From the records below, please repeat exactly the line that has "Find the black jacket", the line that has "Find the dark scarf", and every line between them, and nothing else.

Material to process |
--- --- ---
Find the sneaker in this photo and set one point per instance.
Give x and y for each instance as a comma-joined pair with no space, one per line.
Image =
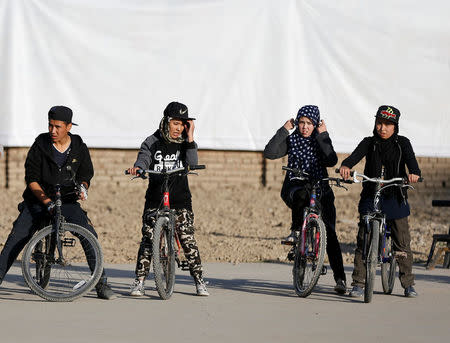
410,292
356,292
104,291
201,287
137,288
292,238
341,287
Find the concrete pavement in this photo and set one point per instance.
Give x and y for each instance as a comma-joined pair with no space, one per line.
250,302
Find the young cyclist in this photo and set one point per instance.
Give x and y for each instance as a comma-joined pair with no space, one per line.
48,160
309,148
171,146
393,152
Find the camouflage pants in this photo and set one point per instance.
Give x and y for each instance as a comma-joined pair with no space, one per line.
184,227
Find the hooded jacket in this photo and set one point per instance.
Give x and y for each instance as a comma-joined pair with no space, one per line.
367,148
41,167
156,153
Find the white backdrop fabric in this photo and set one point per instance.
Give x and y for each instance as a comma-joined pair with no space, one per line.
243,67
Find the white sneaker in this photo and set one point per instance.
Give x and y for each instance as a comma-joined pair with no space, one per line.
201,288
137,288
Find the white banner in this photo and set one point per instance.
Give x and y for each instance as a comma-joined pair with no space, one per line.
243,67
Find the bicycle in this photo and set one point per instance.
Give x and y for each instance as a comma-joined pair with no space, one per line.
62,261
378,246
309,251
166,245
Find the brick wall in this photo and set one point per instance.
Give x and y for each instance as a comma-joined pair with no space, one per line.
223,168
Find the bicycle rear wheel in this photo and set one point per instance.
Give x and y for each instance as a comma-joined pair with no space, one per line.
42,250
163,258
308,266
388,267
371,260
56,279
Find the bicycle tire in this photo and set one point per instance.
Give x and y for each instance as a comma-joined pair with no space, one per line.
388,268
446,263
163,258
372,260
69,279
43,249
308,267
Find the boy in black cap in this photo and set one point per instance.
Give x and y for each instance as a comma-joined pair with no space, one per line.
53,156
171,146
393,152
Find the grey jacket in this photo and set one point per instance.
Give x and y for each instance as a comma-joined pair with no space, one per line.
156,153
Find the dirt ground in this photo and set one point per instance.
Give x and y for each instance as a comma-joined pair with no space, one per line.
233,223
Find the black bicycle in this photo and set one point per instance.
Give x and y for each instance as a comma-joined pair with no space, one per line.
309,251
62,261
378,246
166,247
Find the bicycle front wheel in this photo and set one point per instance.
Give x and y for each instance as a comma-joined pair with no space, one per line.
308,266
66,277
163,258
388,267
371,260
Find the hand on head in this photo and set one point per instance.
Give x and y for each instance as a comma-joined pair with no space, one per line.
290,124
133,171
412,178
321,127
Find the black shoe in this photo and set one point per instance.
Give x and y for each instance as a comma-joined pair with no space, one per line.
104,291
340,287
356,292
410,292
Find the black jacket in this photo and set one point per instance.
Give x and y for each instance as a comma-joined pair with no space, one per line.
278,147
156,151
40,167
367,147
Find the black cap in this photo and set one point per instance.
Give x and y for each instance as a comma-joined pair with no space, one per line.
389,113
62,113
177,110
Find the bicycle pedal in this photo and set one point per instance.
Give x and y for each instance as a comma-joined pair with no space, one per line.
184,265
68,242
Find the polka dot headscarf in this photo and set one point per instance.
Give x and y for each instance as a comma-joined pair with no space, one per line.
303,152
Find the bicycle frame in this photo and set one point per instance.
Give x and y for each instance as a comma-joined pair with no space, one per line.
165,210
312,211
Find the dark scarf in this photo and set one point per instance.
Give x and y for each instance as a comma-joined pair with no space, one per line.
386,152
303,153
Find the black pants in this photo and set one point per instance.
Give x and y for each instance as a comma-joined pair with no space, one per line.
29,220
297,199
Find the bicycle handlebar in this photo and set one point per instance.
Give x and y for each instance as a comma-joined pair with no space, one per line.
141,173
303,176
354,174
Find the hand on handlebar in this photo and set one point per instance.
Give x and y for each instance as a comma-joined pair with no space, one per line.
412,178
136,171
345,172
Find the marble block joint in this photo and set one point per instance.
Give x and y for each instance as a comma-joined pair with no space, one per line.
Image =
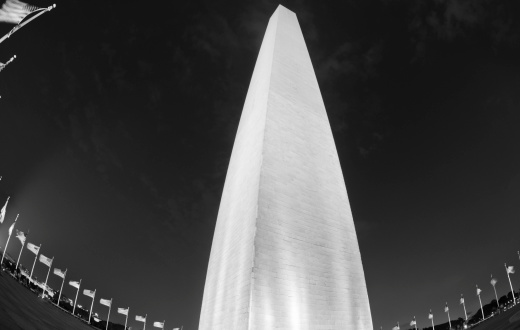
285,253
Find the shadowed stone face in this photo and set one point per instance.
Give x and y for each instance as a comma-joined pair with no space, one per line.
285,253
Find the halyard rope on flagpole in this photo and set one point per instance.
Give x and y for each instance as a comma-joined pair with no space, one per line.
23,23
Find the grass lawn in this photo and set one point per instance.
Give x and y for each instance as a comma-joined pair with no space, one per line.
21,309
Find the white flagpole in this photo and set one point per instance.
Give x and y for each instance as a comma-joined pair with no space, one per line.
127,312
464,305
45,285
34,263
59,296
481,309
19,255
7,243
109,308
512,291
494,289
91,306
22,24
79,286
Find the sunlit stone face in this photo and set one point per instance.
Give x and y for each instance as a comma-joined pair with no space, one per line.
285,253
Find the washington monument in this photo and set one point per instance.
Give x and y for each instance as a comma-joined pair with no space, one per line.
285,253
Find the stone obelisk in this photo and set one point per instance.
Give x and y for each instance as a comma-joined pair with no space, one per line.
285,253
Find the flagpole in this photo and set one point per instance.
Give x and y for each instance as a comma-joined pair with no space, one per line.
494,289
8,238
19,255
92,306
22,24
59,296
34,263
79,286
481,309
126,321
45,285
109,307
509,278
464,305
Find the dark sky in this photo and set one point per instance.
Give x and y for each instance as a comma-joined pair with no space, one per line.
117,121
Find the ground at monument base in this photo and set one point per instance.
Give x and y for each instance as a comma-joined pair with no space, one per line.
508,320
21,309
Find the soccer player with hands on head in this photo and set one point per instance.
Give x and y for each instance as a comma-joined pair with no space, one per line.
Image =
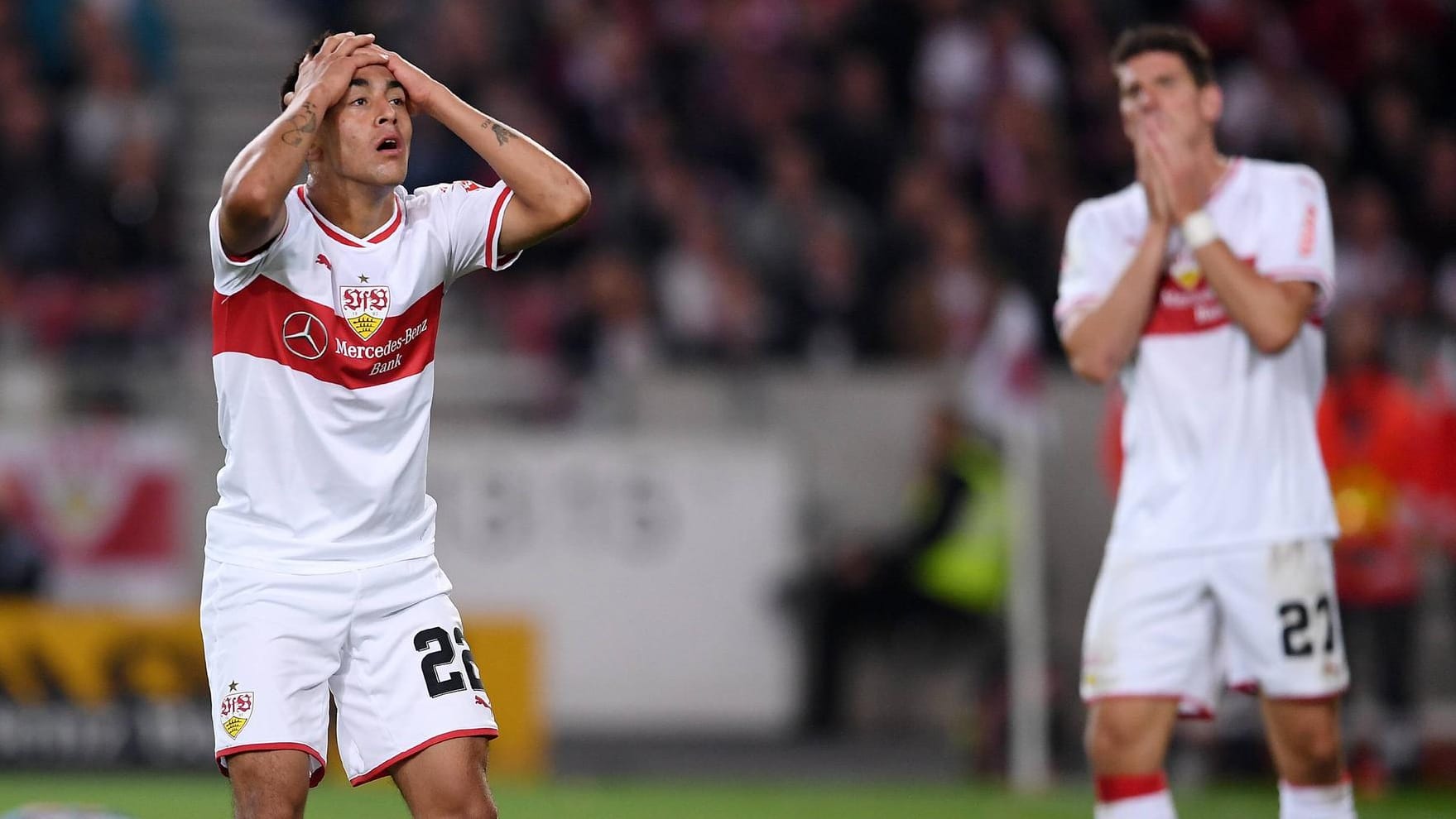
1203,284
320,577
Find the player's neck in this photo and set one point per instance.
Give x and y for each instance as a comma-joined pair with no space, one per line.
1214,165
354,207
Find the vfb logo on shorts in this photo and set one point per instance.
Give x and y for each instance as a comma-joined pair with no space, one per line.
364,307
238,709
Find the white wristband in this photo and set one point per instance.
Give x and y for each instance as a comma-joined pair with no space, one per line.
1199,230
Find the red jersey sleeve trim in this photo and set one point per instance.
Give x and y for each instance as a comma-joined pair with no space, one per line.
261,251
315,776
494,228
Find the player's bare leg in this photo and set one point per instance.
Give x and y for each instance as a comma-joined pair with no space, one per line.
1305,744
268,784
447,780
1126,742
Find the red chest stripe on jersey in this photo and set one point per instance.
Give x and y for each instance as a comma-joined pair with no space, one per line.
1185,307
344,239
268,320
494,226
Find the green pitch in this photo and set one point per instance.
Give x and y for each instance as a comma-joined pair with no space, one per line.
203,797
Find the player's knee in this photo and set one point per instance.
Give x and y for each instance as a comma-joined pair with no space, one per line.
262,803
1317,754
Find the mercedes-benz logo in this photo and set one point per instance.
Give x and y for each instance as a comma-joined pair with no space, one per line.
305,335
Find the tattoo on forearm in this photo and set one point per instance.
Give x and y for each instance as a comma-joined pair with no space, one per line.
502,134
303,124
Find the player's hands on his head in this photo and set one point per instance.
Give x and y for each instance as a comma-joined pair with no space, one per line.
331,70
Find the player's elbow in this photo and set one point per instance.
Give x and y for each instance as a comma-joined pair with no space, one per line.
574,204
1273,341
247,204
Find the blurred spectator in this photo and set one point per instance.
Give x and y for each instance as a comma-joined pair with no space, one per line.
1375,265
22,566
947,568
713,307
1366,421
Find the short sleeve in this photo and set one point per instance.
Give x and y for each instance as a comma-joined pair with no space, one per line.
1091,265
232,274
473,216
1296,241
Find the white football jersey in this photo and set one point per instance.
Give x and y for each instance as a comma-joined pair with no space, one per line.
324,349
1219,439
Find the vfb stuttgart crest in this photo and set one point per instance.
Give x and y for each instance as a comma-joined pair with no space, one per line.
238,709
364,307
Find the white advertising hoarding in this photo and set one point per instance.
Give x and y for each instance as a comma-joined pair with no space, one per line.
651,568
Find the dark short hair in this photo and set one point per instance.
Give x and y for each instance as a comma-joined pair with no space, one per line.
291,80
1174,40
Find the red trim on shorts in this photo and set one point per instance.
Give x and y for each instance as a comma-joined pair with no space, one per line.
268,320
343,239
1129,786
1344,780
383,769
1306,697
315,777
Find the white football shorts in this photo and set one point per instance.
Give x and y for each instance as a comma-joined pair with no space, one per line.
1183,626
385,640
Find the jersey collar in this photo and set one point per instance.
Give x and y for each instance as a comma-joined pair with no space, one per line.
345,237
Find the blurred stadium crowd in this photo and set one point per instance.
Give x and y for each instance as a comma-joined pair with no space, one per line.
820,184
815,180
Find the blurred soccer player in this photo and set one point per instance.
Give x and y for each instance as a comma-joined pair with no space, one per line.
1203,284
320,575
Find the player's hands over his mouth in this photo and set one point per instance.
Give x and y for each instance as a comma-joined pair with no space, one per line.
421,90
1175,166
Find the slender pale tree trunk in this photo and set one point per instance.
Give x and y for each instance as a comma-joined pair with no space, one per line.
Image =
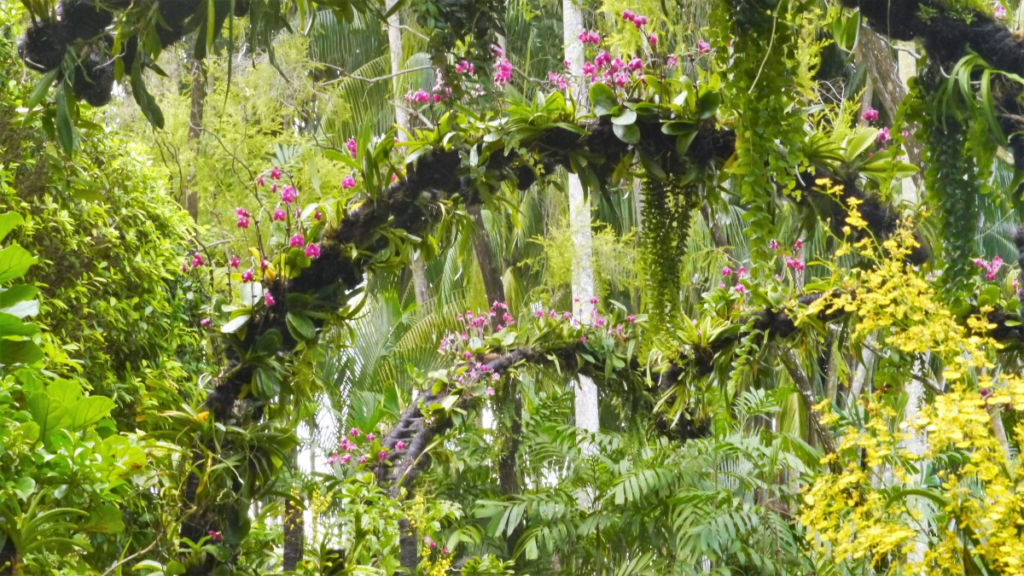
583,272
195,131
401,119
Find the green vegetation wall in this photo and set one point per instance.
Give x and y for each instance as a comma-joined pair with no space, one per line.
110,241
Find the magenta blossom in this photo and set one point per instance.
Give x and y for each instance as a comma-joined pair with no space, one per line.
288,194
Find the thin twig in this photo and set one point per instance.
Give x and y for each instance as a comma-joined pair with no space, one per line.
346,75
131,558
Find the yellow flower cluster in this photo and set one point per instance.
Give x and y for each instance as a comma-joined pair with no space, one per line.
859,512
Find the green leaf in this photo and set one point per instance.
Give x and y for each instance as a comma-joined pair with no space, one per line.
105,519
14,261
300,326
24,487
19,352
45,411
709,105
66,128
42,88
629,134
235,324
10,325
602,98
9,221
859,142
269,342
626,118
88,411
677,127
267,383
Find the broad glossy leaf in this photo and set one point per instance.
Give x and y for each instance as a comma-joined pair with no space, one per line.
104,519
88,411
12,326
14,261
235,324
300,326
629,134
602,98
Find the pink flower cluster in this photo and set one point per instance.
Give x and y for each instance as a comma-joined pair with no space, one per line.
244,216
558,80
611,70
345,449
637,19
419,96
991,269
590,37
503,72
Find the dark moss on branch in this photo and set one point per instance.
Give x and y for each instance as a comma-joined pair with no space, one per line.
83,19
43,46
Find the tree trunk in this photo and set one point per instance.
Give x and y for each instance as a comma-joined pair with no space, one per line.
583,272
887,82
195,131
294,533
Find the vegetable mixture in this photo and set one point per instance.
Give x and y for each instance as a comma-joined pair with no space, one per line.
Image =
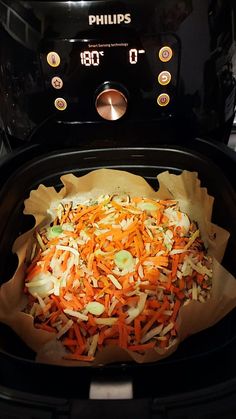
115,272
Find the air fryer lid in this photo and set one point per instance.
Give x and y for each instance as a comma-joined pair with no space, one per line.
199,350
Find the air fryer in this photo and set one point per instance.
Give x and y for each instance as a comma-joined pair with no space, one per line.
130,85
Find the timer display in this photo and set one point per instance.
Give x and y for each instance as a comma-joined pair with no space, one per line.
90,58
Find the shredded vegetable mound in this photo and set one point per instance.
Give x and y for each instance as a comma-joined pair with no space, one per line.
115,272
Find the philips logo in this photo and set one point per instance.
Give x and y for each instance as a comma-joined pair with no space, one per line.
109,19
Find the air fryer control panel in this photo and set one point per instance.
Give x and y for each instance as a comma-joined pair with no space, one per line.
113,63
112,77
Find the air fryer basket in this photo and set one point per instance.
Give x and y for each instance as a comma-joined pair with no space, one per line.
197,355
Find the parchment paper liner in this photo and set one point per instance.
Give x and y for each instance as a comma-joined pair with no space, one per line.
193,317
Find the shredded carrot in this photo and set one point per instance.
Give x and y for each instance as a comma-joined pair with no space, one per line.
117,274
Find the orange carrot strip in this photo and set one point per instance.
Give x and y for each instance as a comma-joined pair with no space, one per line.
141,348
--- --- ---
Exercise output |
Find the black jacket in this photo and set one point per instance.
Give x and y for each instance as a comma-joined pair with no space, one per line.
278,147
156,151
40,167
367,147
Find the black cap in this photo and set one point per instance.
Give x and y for each instance as a comma-joined pair with no space, one per line.
389,113
62,113
177,110
Find the bicycle pedal in this photo and set one point per instance.
Give x and y for each instance as a comma-joined pair with no space, one per line.
184,265
68,242
Find the polka dot headscarf in this photo and set one point per instance.
Give x and y for each instance as a comma-joined pair with no space, one per line.
303,152
Find the bicycle frame in this photo and set one point per instance.
Give x and y for each instance as a comma-joined pair with no space, one per line.
165,210
312,211
Find the dark scarf in this photo and set one point per instance.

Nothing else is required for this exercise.